INPUT —
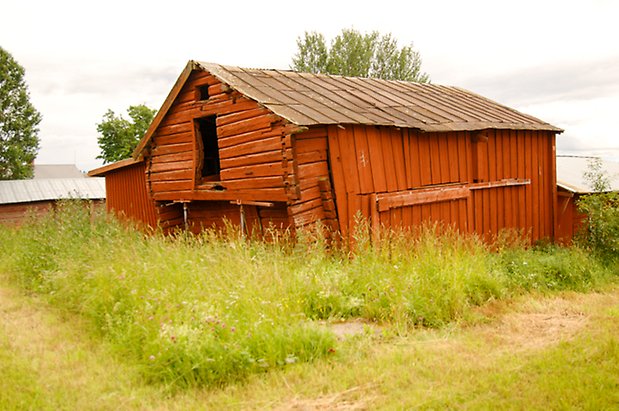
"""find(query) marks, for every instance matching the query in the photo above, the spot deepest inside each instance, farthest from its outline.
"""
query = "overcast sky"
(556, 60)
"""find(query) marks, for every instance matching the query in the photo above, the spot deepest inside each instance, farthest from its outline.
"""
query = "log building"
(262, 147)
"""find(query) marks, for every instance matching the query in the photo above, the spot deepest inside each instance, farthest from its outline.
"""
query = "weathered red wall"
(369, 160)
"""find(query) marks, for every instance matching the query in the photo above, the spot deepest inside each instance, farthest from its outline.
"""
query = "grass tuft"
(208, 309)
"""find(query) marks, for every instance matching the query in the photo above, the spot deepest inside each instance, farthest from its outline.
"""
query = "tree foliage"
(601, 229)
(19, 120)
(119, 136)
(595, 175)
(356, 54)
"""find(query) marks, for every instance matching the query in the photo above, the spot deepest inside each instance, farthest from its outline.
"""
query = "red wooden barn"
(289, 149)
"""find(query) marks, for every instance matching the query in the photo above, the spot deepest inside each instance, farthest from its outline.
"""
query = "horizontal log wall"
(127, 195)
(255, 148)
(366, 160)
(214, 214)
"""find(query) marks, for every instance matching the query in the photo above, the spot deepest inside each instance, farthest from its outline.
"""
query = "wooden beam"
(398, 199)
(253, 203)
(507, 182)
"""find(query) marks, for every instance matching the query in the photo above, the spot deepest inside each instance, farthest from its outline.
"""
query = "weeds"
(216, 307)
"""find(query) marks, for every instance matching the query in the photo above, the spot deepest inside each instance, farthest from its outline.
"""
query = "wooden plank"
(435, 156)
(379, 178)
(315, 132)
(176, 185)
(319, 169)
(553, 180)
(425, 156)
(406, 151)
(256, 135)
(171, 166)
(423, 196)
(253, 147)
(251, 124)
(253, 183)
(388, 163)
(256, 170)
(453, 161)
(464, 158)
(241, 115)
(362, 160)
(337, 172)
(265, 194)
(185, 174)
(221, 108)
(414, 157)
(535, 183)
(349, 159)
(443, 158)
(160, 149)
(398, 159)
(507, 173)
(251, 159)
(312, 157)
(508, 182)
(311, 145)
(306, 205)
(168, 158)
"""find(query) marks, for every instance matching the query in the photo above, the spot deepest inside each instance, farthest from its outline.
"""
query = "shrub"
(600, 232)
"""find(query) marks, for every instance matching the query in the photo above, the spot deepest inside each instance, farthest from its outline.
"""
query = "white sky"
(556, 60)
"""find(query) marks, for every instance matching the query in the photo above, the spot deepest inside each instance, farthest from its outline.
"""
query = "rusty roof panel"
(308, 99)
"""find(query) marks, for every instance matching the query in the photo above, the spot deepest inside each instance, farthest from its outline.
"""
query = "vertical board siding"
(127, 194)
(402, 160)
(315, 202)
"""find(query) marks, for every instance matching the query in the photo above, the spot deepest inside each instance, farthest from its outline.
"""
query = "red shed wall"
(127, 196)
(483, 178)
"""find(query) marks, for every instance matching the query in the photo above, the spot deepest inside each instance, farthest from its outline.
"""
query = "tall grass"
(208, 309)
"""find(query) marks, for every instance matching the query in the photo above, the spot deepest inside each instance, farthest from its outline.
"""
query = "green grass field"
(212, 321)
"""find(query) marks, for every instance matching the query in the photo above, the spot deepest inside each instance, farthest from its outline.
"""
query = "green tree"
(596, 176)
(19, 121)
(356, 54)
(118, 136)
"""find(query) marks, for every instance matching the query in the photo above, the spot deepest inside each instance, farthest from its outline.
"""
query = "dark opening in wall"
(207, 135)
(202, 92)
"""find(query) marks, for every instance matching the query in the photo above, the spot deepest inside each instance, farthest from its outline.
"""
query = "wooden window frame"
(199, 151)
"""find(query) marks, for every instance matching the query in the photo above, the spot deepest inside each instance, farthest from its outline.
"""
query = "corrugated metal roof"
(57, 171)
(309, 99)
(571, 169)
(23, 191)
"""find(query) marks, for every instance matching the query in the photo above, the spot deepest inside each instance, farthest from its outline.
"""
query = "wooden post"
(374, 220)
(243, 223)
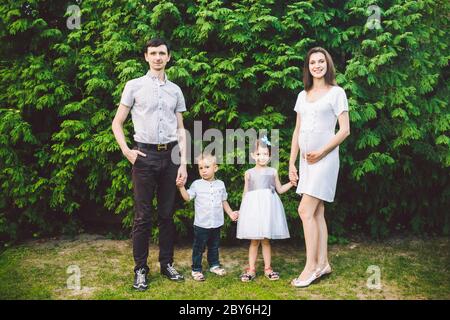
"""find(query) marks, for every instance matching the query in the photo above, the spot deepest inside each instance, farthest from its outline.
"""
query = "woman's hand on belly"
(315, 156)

PROBLEM — Please output every entry above exactly, without the pictures.

RESULT FOR THIS EXERCISE —
"""find(query) marks, for every instance matching the query in the photo above, the spot deepest inside each instance, farthest from its outline.
"""
query = "overcast sky"
(556, 60)
"""find(query) marks, for every instance matching the query in the photo above, the spot deepest inside each instance, farthest from its outline.
"""
query = "log building"
(262, 147)
"""find(query) marks, for every instance matching the query in the photo above, the spot deepest inside each instance, farthest from its outline.
"""
query = "weathered red wall"
(369, 160)
"""find(query) marks, for every instance matching the query in the photo above, the spot deepest inside each instance, farthest from its outline.
"""
query = "grass tuft"
(208, 309)
"""find(query) marks, for every instance matching the query in the photo above, the spot deepest inside each instance, farthest from its outline.
"""
query = "tree foliage"
(601, 229)
(19, 120)
(119, 136)
(595, 175)
(356, 54)
"""find(query) marks, for every instance matching the query in the photo above, the spot deepest inside each instance, farthest from its outline.
"""
query = "red wooden barn"
(289, 149)
"""find(query) marks, for every instance matching the query in the photo above, the spot deepest inside each instance, farthest from its outline.
"""
query = "horizontal log wall"
(127, 195)
(255, 148)
(366, 160)
(214, 214)
"""find(query) marks, for every instance matching the query in the photo above, the spot deepest inside each instance, farthest from its outline.
"""
query = "wooden beam"
(398, 199)
(253, 203)
(507, 182)
"""find(query) marks, for every instance matching the query in the photo above, the spot deepest inside each instance, farthest from its outline.
"""
query = "weeds"
(216, 307)
"""find(query) marks, for every instance matching the query in the photo above, the spot deepest inside each instance, farthest from its outline.
"""
query = "wooden plank"
(435, 156)
(379, 178)
(315, 132)
(176, 185)
(319, 169)
(553, 180)
(425, 156)
(406, 151)
(256, 135)
(171, 166)
(423, 196)
(253, 147)
(251, 124)
(253, 183)
(388, 163)
(256, 170)
(453, 161)
(464, 158)
(241, 115)
(362, 160)
(337, 172)
(265, 194)
(185, 174)
(221, 108)
(414, 157)
(535, 183)
(349, 159)
(443, 158)
(160, 149)
(398, 159)
(507, 173)
(251, 159)
(312, 157)
(508, 182)
(311, 145)
(306, 205)
(168, 158)
"""find(query) marks, for every instance matching the query in the photo above, the spot deepest inside each instance, farthest from its outline.
"""
query = "shrub"
(600, 232)
"""find(query) marks, for every instance matching the query in the photo above, the spot deepest inside each instance, farthest from its outline.
"""
query = "white sky"
(556, 60)
"""find(query) marks, for every instance matching the query in the photo above, the spot deepest inside each instance, farthest from its outline.
"""
query = "rusty roof panel"
(308, 99)
"""find(query) marks, for every instance matching the query in the photo above, the spot deepest inside each instance, farthest from its outline.
"""
query = "vertical board siding"
(127, 194)
(402, 160)
(315, 202)
"""find(query) marks, for every instance matching the query in the photo above, the spot deepest inside each instance, farthest from its outline.
"""
query = "red shed wall"
(127, 196)
(483, 178)
"""find(query) marks, for every instance matching the query in the photo above, the spot deepest inside each instance, farthest from its outline.
"""
query = "tall grass"
(208, 309)
"""find(query) marks, for every instance matching the query in the photo above, the spot deepest inside each instance, farthest from its outline.
"""
query = "green grass field"
(212, 321)
"""find(query) marks, for every instance matching the query in the photo above, the spot deepest inside each instance, farthest from its outline.
"""
query = "green tree"
(596, 176)
(19, 121)
(356, 54)
(118, 136)
"""find(query) marks, for every instance matching the query in the photo above, the spot deepest inside each instance, farthest from its outline.
"""
query = "dark opening in wall"
(207, 135)
(202, 92)
"""find(query) marks, for every instance matching the query in the photo above, the spot deepest inside each instance, farthest from its outline.
"""
query = "wooden window frame"
(199, 151)
"""find(query) marks, for every instance matching the query in the photo above, the spot deepest inside each instance, farthest from its outline.
"""
query = "corrugated metal roof"
(57, 171)
(309, 99)
(571, 169)
(23, 191)
"""find(query) marks, for every instance matching the query in the photo above, the spot deepest inside each instance, farthest from its outline.
"""
query = "wooden post"
(374, 220)
(243, 223)
"""find(query) marks, for every instance matching the query in the photo above, the spot deepest inside each instance, farthest from its outline.
"""
query = "woman's hand on belly"
(315, 156)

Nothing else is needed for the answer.